Une victime d'erreur judiciaire attend toujours les réponses promises par la police


Temps de lecture :
4 minutes
Par La Presse Canadienne, 2024
Robert Mailman soufflera ses 77 chandelles ce mois-ci et, en guise de cadeau d'anniversaire, il n'aimerait rien de plus que des réponses sur ce qui l'a conduit à passer 18 ans en prison pour un meurtre qu'il n'a pas commis.
Le Néo-Brunswickois espère mettre la main sur une copie de l'examen externe commandé par le chef de police de Saint-Jean, au Nouveau-Brunswick, sur la gestion de son dossier par les autorités policières. M. Mailman et son ami Walter Gillespie ont purgé de longues peines de prison après avoir été reconnus coupables d'un meurtre en 1983, et ce n'est qu'en janvier 2024 qu'un tribunal a jugé qu'ils avaient été victimes d'une erreur judiciaire.
Le Comité des commissaires de police de Saint-Jean a indiqué que l'examen était terminé et qu'il faisait l'objet d'une vérification de confidentialité, mais aucune date n'a été donnée pour sa publication.

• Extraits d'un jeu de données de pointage
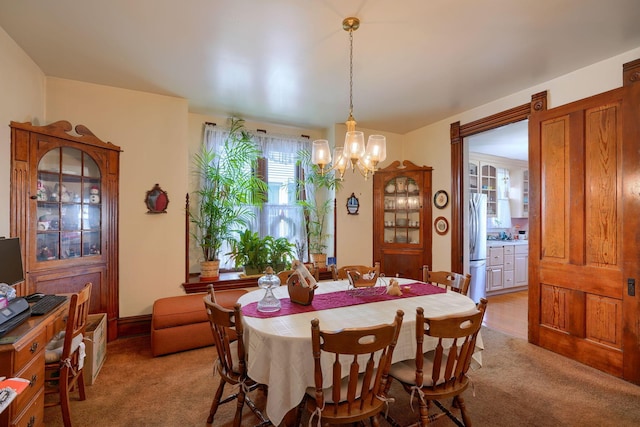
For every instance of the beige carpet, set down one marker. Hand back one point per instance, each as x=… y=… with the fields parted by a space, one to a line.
x=518 y=385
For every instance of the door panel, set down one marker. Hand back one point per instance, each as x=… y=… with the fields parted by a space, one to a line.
x=578 y=284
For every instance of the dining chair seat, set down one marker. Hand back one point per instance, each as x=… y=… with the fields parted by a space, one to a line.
x=227 y=330
x=405 y=371
x=440 y=373
x=64 y=357
x=365 y=354
x=53 y=349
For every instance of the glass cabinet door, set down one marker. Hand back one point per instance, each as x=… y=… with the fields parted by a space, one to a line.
x=69 y=206
x=402 y=207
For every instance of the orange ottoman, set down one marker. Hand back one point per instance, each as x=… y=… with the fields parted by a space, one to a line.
x=180 y=323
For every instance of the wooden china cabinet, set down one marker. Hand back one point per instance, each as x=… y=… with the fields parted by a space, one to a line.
x=402 y=219
x=64 y=208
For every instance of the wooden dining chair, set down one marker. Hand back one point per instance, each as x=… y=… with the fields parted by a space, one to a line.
x=442 y=373
x=64 y=356
x=445 y=279
x=359 y=395
x=341 y=273
x=227 y=329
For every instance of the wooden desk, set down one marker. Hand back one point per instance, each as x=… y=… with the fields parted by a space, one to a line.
x=22 y=355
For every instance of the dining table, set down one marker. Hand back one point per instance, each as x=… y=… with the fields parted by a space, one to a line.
x=278 y=343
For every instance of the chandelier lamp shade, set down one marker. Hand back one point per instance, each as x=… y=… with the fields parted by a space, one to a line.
x=354 y=154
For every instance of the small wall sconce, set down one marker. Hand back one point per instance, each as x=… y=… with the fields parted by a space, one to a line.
x=156 y=200
x=353 y=204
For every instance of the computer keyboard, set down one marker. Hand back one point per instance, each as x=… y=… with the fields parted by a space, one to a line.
x=46 y=304
x=14 y=322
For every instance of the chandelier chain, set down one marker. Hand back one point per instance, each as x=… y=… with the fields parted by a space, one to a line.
x=351 y=72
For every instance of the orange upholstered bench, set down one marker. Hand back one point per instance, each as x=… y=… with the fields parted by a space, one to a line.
x=180 y=323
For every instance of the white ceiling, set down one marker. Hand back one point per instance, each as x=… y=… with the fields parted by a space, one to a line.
x=286 y=61
x=510 y=141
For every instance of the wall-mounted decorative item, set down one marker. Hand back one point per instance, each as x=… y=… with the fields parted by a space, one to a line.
x=442 y=225
x=353 y=205
x=441 y=199
x=156 y=200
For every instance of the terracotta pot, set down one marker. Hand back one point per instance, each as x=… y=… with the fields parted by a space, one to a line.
x=209 y=270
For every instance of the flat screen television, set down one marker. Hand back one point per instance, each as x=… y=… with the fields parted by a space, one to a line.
x=11 y=270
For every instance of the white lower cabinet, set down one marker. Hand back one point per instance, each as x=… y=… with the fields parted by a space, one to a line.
x=507 y=266
x=522 y=265
x=495 y=268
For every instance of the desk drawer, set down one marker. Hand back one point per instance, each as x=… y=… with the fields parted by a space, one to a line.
x=28 y=350
x=33 y=415
x=34 y=372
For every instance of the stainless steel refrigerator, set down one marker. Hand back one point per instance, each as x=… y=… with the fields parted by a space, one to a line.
x=477 y=245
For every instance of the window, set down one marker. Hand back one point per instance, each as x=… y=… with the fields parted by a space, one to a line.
x=280 y=216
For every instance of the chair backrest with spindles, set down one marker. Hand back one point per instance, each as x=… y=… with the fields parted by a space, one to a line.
x=366 y=374
x=455 y=281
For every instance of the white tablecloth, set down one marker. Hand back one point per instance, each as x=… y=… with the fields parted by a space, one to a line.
x=279 y=348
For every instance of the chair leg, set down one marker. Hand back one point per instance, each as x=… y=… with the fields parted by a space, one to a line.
x=63 y=386
x=300 y=410
x=237 y=420
x=80 y=385
x=216 y=401
x=459 y=403
x=424 y=412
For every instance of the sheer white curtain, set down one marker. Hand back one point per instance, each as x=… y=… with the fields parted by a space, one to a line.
x=280 y=216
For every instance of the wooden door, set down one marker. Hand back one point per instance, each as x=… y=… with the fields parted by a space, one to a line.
x=584 y=241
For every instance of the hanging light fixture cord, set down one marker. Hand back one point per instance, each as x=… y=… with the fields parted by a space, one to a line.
x=351 y=72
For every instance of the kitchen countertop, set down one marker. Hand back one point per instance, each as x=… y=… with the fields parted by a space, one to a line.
x=496 y=243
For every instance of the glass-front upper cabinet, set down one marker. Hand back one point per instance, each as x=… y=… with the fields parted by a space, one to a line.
x=68 y=205
x=402 y=207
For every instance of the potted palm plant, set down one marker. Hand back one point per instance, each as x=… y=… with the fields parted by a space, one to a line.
x=254 y=253
x=281 y=253
x=227 y=193
x=317 y=205
x=251 y=252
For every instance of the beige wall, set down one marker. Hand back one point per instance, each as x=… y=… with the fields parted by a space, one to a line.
x=431 y=145
x=355 y=239
x=22 y=100
x=158 y=136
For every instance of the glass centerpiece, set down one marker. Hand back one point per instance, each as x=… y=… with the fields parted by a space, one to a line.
x=269 y=303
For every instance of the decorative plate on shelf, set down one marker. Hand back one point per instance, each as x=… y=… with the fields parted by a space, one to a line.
x=441 y=199
x=442 y=225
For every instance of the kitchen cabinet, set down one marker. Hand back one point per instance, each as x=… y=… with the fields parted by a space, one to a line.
x=507 y=266
x=474 y=176
x=509 y=262
x=402 y=230
x=64 y=209
x=525 y=193
x=505 y=179
x=489 y=186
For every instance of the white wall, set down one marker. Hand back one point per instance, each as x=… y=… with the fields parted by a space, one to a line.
x=22 y=85
x=431 y=144
x=158 y=136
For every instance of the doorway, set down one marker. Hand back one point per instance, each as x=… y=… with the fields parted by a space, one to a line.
x=498 y=177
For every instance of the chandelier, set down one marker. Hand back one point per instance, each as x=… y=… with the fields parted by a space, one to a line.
x=354 y=153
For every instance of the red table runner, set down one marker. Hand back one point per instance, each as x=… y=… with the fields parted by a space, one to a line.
x=340 y=299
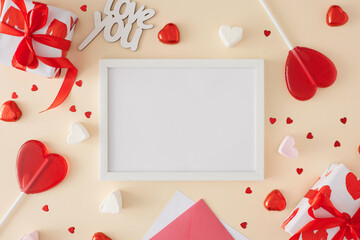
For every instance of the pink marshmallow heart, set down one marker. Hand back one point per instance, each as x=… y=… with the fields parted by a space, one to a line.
x=287 y=147
x=31 y=236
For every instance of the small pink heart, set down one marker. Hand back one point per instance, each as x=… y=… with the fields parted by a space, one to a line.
x=287 y=147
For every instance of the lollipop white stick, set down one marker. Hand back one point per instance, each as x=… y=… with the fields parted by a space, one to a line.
x=12 y=208
x=290 y=46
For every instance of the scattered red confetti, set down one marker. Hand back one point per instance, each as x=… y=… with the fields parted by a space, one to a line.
x=267 y=33
x=289 y=121
x=309 y=136
x=45 y=208
x=88 y=114
x=83 y=8
x=272 y=120
x=79 y=83
x=72 y=108
x=243 y=225
x=71 y=230
x=14 y=95
x=34 y=88
x=343 y=120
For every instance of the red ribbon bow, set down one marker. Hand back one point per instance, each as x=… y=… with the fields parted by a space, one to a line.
x=25 y=55
x=349 y=227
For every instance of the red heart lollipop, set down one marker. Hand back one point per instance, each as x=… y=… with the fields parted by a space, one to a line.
x=38 y=170
x=169 y=34
x=336 y=16
x=275 y=201
x=100 y=236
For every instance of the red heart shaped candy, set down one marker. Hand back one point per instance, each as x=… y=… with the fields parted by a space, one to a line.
x=306 y=70
x=38 y=170
x=100 y=236
x=10 y=112
x=336 y=16
x=169 y=34
x=275 y=201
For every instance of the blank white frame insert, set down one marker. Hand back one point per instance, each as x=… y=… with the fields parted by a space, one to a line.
x=181 y=120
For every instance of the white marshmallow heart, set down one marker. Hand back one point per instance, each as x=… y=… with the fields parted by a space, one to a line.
x=287 y=147
x=31 y=236
x=230 y=36
x=112 y=204
x=78 y=133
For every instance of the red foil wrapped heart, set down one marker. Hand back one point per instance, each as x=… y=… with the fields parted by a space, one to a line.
x=38 y=170
x=100 y=236
x=336 y=16
x=275 y=201
x=10 y=112
x=169 y=34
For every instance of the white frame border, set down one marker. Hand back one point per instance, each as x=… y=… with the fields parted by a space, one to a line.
x=105 y=174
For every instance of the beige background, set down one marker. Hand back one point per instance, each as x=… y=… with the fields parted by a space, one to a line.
x=75 y=201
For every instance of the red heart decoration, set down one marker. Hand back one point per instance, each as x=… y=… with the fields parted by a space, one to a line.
x=272 y=120
x=343 y=120
x=38 y=170
x=169 y=34
x=275 y=201
x=293 y=214
x=10 y=112
x=100 y=236
x=306 y=70
x=353 y=185
x=336 y=16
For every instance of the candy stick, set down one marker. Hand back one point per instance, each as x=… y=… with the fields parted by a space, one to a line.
x=276 y=25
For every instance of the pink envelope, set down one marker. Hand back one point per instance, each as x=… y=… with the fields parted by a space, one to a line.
x=197 y=223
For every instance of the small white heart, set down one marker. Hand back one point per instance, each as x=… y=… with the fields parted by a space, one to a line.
x=31 y=236
x=230 y=36
x=78 y=133
x=287 y=147
x=112 y=204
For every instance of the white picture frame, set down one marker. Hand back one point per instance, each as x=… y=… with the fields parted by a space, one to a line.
x=129 y=87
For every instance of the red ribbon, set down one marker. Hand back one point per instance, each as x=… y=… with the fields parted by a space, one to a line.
x=349 y=227
x=25 y=55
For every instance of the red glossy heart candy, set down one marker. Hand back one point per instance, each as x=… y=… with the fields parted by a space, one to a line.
x=10 y=112
x=100 y=236
x=38 y=170
x=306 y=70
x=336 y=16
x=169 y=34
x=275 y=201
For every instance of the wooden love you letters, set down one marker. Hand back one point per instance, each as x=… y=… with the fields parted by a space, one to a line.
x=117 y=11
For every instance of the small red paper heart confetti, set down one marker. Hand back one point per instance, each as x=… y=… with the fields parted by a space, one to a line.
x=10 y=112
x=289 y=121
x=243 y=225
x=343 y=120
x=88 y=114
x=72 y=108
x=309 y=136
x=45 y=208
x=71 y=230
x=78 y=83
x=275 y=201
x=267 y=33
x=83 y=8
x=169 y=34
x=336 y=16
x=248 y=190
x=100 y=236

• EXERCICE
Reprenez l'article sur l'erreur judiciaire subie par Robert Mailman là où il s'arrête, s'il vous plaît.

• RÉSULTAT
«J'aimerais voir l'examen, avoir des réponses», a déclaré M. Mailman lors d'une entrevue téléphonique la semaine dernière. «Une copie qui n'a pas de réponses, vous pouvez tout aussi bien la jeter à la poubelle.»
MM. Mailman et Gillespie ont été blanchis après que le ministre fédéral de la Justice, Arif Virani, a examiné leur dossier et ordonné un nouveau procès, citant des preuves qui remettaient en question l’équité générale de la poursuite.
Après que la Couronne a annoncé le 4 janvier 2024 qu’elle ne présenterait aucune preuve et que les hommes ont été formellement acquittés, des questions subsistaient sur la condamnation initiale de 1984. Innocence Canada, qui a mené la lutte pour exonérer les deux hommes, a allégué dans un document judiciaire que les condamnations étaient le résultat d’une «vision tunnel de la police, de la non divulgation de preuves importantes, des rétractations des deux principaux témoins de la Couronne» et du fait d'avoir ignoré les alibis solides des deux hommes.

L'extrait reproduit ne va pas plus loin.